### SELECTED PASSAGE
▼▼▼
In his 12 previous pop-science books — among them such bestsellers as The Language Instinct, How the Mind Works and Enlightenment Now — he has been known to test the patience of his followers with both the complexity and wordiness of his arguments.
His new effort, an often brain-busting disquisition on how so-called common knowledge greases the wheels of human interaction, is no exception.
Here is an unfortunate sentence from page 72 of When Everyone Knows That Everyone Knows… in which he is talking about the logical problems with holding firm beliefs:
“Since a Bayesian posterior is just a prior multiplied by the likelihood of the evidence divided by the commonness of the evidence, if the likelihood of the evidence against your pet belief is embarrassingly high, just say that your priors are low, and you can jigger the posterior to be as low as you like!”
Got that in less than three re-readings? If so you too, like Pinker, could hold a job as a Harvard professor and one of the West’s leading public intellectuals, up there with the likes of Malcolm Gladwell, Jonathan Haidt and Neil DeGrasse Tyson.
Granted, the sentence quoted above cherry picks unfairly. But the truth remains that much of the first two-thirds of When Everyone Knows gets so bogged down in logic puzzles and academic proofs that even the most generous-minded reader will have trouble staying tuned in.
▲▲▲
### INSTRUCTIONS
A) Decide whether each statement agrees with the book review passage, answering yes or no and quoting the words of the review that settle it: (i) The reviewer considers the sentence taken from page 72 a fair sample of the book. (ii) The author had published 12 pop-science books before this one. (iii) The new book examines how common knowledge eases human interaction.
B) Name every person mentioned by name in the book review passage.

### DATA PROVIDED
▼▼▼
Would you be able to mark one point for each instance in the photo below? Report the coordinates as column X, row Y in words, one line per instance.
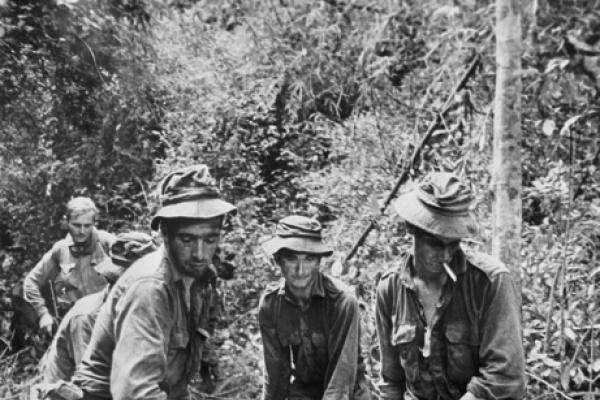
▲▲▲
### SOLUTIONS
A)
(i) No: "Granted, the sentence quoted above cherry picks unfairly."
(ii) Yes: "In his 12 previous pop-science books"
(iii) Yes: "an often brain-busting disquisition on how so-called common knowledge greases the wheels of human interaction"

B) Pinker, Malcolm Gladwell, Jonathan Haidt, Neil DeGrasse Tyson